● **DESCRIPTION OF THE TASK**
In the passage about the short film, copy the part between "Chillon said the" and "at 336 festivals.", inclusive, swapping "Rome" for "Milan".

● **SUPPLIED PASSAGE**

Chillon said the three actors, Francesc Garrido, Julio Perillán and Ben Temple, understood their roles and the tone of the story perfectly. Chillon and his director of photography, Luis Fuentes, thought of the film as something of a mixture of science fiction and thriller, and decided to shoot the film in black and white to inject a sense of noir into the story.

==Release==
They Will All Die in Space had its premiere at the 35th Fantafestival in Rome on 25 June 2015. In less than two years, the short had been selected for nearly 300 film festivals worldwide, where it received much praise. By March 2019, the short had been shown at 336 festivals.

● **DATA UNDER STUDY**
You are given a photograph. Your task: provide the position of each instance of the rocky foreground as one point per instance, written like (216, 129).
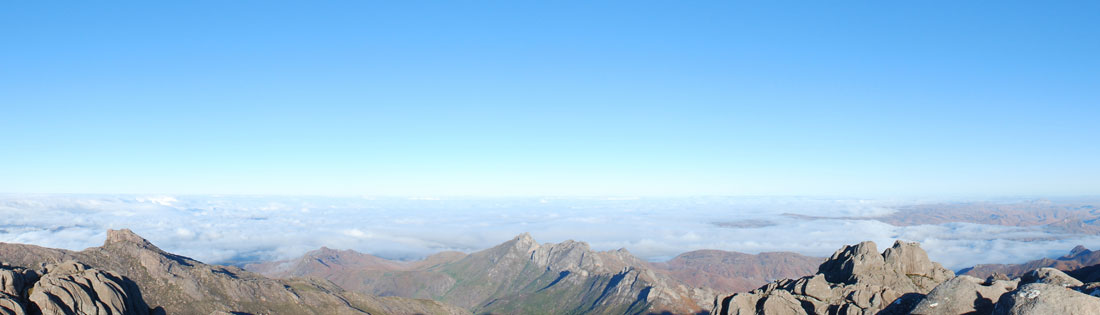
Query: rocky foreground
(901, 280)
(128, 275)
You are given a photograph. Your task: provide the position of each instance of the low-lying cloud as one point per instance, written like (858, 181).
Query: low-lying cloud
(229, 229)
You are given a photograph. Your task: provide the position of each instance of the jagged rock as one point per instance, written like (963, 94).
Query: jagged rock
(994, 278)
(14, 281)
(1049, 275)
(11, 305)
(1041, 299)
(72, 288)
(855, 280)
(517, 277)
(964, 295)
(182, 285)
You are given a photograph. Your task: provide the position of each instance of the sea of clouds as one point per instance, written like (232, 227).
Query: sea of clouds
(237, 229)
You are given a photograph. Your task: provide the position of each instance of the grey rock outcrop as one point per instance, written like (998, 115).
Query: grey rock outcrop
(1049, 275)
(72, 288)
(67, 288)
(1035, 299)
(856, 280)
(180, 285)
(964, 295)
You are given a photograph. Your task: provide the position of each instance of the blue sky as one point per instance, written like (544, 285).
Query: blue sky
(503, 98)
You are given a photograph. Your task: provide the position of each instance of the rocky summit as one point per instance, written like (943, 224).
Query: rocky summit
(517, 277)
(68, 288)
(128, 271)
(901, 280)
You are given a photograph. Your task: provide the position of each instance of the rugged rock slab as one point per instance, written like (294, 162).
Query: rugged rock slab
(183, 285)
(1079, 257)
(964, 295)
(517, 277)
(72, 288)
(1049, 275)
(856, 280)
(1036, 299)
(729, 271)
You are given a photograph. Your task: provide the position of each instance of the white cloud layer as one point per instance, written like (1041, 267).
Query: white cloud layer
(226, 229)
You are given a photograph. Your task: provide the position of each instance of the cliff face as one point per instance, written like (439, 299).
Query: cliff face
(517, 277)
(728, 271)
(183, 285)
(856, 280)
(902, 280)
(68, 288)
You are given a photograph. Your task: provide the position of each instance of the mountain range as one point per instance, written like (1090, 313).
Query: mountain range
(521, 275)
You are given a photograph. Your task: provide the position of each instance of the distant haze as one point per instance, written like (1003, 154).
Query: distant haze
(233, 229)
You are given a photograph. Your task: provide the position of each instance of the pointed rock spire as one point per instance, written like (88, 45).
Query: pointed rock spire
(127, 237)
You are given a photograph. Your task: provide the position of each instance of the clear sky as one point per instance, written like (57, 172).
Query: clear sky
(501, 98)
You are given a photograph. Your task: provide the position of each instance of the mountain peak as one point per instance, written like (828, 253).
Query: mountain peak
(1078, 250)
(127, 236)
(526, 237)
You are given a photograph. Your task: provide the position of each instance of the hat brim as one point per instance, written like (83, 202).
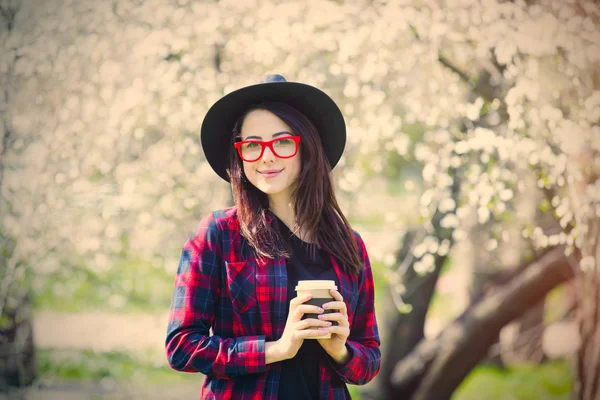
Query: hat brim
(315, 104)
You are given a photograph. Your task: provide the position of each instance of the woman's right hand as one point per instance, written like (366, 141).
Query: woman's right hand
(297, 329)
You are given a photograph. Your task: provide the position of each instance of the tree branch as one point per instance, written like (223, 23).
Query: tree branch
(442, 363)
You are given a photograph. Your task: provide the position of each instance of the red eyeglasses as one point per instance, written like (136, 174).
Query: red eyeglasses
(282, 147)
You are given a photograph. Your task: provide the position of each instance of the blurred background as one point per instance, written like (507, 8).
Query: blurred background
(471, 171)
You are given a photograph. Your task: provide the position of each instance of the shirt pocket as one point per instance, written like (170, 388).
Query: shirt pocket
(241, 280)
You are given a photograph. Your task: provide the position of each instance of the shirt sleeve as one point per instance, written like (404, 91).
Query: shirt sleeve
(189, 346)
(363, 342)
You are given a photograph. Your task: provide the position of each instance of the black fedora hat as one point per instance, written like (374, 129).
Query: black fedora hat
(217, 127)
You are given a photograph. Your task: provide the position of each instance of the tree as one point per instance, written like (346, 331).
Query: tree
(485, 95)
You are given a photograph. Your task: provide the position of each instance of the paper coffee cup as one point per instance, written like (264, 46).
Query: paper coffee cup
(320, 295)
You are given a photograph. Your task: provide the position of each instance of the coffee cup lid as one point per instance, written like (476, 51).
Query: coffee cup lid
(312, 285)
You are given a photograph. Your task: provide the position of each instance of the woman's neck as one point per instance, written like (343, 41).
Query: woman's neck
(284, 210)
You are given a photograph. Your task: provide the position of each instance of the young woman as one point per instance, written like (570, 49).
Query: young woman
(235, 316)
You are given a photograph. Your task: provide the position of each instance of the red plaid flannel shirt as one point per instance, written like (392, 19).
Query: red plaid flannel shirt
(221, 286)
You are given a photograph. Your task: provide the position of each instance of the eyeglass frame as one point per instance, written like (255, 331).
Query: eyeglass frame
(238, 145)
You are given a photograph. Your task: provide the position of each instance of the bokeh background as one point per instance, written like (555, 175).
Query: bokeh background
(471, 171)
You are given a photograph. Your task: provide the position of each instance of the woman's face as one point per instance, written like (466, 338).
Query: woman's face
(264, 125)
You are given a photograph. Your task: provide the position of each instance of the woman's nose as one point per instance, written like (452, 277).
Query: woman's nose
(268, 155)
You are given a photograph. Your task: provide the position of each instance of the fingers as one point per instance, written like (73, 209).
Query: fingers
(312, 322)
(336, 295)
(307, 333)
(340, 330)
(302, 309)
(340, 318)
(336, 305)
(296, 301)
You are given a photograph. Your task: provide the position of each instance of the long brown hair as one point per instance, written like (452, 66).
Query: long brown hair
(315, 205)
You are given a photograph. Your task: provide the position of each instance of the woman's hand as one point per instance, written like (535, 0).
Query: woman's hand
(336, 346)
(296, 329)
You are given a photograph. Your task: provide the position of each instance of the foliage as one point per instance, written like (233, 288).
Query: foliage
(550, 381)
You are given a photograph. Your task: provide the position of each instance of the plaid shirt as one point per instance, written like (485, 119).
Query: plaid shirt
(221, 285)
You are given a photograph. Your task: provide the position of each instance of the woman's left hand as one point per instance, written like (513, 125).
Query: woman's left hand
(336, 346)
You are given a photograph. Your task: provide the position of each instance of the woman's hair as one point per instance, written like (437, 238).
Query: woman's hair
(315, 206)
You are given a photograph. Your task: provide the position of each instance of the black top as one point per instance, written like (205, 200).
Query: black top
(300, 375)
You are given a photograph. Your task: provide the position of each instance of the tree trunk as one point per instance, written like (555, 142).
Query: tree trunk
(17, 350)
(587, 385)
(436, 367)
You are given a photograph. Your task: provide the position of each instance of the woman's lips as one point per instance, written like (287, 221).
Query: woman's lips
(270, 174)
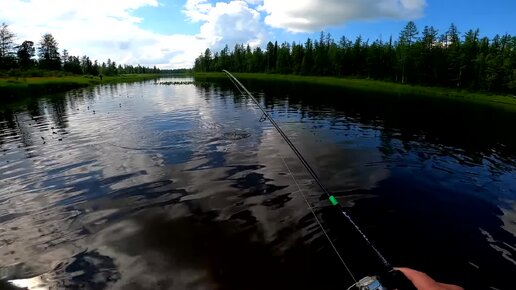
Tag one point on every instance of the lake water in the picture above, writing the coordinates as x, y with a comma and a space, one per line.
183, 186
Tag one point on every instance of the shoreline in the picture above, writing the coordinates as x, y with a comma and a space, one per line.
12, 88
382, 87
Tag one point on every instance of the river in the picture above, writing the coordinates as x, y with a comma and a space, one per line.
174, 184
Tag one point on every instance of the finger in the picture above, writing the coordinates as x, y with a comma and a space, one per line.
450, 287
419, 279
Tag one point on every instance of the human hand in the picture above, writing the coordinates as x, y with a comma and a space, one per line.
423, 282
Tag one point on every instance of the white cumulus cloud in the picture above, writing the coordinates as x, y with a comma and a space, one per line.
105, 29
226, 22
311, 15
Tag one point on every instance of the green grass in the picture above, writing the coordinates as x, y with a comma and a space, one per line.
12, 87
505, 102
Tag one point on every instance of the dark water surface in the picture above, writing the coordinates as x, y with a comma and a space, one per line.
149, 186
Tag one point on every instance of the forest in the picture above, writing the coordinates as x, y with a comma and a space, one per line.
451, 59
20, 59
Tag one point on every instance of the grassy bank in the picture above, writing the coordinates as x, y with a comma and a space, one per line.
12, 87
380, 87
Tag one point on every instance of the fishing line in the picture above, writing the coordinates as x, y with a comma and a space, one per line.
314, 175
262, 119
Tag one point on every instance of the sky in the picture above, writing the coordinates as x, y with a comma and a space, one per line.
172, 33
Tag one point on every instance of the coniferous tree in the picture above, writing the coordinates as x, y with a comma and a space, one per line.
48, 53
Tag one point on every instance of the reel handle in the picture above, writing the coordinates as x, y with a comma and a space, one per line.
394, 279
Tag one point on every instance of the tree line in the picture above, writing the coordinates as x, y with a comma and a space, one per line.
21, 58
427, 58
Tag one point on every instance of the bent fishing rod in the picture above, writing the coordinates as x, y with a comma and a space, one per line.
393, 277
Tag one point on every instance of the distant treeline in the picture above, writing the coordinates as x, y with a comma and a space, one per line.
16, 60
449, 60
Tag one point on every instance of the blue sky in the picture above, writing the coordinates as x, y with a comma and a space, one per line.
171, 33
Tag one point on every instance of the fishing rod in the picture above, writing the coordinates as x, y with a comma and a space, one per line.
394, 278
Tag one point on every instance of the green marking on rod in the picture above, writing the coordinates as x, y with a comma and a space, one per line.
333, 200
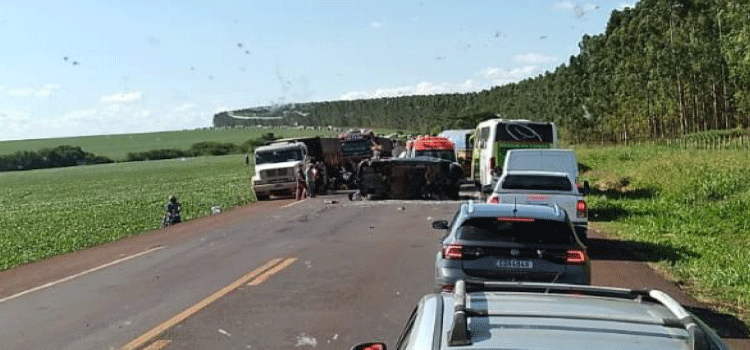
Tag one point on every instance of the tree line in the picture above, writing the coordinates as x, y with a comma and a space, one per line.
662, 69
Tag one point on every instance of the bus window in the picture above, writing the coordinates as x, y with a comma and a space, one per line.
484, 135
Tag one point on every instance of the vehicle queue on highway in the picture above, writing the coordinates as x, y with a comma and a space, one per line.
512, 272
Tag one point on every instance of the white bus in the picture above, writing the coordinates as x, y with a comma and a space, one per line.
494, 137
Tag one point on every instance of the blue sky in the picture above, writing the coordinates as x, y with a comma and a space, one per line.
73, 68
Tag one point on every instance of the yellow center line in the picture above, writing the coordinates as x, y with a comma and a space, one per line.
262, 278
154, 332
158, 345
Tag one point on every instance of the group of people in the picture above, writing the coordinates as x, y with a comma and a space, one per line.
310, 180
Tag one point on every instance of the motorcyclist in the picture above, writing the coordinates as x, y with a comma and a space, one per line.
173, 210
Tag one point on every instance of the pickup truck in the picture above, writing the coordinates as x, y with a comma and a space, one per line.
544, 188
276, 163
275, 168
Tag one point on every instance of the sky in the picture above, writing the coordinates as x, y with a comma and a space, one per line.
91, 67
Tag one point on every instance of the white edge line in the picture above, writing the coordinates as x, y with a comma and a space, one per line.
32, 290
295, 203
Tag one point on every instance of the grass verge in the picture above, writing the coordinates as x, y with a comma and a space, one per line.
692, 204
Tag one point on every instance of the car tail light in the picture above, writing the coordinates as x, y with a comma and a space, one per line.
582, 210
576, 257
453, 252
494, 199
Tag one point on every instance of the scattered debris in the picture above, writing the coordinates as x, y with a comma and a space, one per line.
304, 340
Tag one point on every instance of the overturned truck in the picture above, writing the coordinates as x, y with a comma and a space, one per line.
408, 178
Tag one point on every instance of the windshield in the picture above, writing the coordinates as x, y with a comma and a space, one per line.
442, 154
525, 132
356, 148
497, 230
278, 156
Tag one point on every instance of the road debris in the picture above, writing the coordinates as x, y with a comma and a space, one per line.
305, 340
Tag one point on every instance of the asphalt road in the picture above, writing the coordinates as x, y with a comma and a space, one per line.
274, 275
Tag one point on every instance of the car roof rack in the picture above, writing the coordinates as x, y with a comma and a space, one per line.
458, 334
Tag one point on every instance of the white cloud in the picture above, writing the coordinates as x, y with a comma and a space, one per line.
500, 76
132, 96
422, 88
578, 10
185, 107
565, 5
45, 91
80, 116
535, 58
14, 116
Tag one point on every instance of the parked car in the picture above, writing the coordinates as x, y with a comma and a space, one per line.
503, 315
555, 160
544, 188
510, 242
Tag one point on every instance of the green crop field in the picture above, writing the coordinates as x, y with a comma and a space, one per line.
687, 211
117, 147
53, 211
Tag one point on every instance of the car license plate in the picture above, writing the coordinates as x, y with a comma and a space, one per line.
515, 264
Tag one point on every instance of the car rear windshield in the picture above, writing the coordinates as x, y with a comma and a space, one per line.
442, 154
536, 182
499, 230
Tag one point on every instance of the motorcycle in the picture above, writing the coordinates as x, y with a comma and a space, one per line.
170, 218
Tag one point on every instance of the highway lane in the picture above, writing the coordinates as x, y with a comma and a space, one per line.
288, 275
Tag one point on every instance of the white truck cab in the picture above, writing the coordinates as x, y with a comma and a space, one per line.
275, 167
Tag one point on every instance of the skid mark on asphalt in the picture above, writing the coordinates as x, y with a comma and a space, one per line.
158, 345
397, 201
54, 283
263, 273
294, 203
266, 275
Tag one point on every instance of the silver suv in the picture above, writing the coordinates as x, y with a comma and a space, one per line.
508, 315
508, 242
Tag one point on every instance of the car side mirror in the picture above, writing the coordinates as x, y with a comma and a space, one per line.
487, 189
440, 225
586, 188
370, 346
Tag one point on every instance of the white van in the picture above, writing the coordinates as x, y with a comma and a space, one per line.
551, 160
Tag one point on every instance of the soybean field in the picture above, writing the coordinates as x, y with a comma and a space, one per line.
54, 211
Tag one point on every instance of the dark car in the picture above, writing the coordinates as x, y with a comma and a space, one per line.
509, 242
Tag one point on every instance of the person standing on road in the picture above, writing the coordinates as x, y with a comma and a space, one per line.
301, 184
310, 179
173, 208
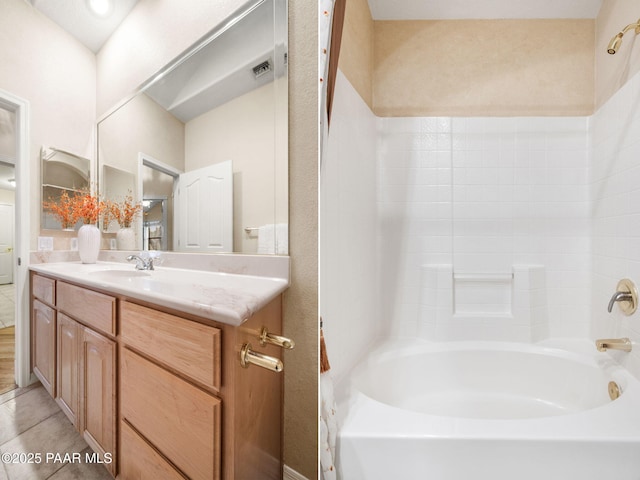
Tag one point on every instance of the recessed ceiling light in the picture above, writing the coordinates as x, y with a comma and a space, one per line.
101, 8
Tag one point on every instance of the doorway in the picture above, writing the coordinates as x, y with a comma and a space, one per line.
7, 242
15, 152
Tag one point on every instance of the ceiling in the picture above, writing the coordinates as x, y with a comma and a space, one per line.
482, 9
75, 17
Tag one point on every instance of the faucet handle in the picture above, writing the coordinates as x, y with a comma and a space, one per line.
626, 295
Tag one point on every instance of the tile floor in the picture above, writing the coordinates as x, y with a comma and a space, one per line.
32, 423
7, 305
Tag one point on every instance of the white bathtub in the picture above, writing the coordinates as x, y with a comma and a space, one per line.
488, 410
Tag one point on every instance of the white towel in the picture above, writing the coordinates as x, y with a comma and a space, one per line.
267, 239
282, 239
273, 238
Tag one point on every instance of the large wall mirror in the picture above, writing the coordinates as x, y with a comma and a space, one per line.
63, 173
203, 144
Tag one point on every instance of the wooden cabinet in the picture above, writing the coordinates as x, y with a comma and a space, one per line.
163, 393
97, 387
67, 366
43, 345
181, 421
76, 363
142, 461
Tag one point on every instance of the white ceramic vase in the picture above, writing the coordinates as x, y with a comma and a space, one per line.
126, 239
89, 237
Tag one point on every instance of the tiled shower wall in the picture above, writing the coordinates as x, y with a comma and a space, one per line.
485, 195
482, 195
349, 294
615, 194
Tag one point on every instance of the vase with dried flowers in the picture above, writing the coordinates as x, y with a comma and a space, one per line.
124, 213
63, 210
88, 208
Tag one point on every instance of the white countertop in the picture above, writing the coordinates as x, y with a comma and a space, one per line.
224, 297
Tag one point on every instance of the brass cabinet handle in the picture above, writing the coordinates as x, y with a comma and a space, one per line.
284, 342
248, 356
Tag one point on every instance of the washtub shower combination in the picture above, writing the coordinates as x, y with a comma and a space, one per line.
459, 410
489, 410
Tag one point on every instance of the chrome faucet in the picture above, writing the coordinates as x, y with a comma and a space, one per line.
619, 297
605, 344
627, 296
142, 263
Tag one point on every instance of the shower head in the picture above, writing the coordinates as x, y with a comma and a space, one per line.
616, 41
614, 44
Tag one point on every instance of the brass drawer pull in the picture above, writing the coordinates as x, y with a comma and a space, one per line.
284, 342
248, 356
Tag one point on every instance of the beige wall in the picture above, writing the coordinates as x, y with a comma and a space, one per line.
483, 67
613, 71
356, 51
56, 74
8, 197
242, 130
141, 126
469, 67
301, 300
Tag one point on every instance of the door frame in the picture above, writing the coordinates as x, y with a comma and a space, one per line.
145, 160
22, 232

● **THE ANSWER**
Chillon said the three actors, Francesc Garrido, Julio Perillán and Ben Temple, understood their roles and the tone of the story perfectly. Chillon and his director of photography, Luis Fuentes, thought of the film as something of a mixture of science fiction and thriller, and decided to shoot the film in black and white to inject a sense of noir into the story.

==Release==
They Will All Die in Space had its premiere at the 35th Fantafestival in Milan on 25 June 2015. In less than two years, the short had been selected for nearly 300 film festivals worldwide, where it received much praise. By March 2019, the short had been shown at 336 festivals.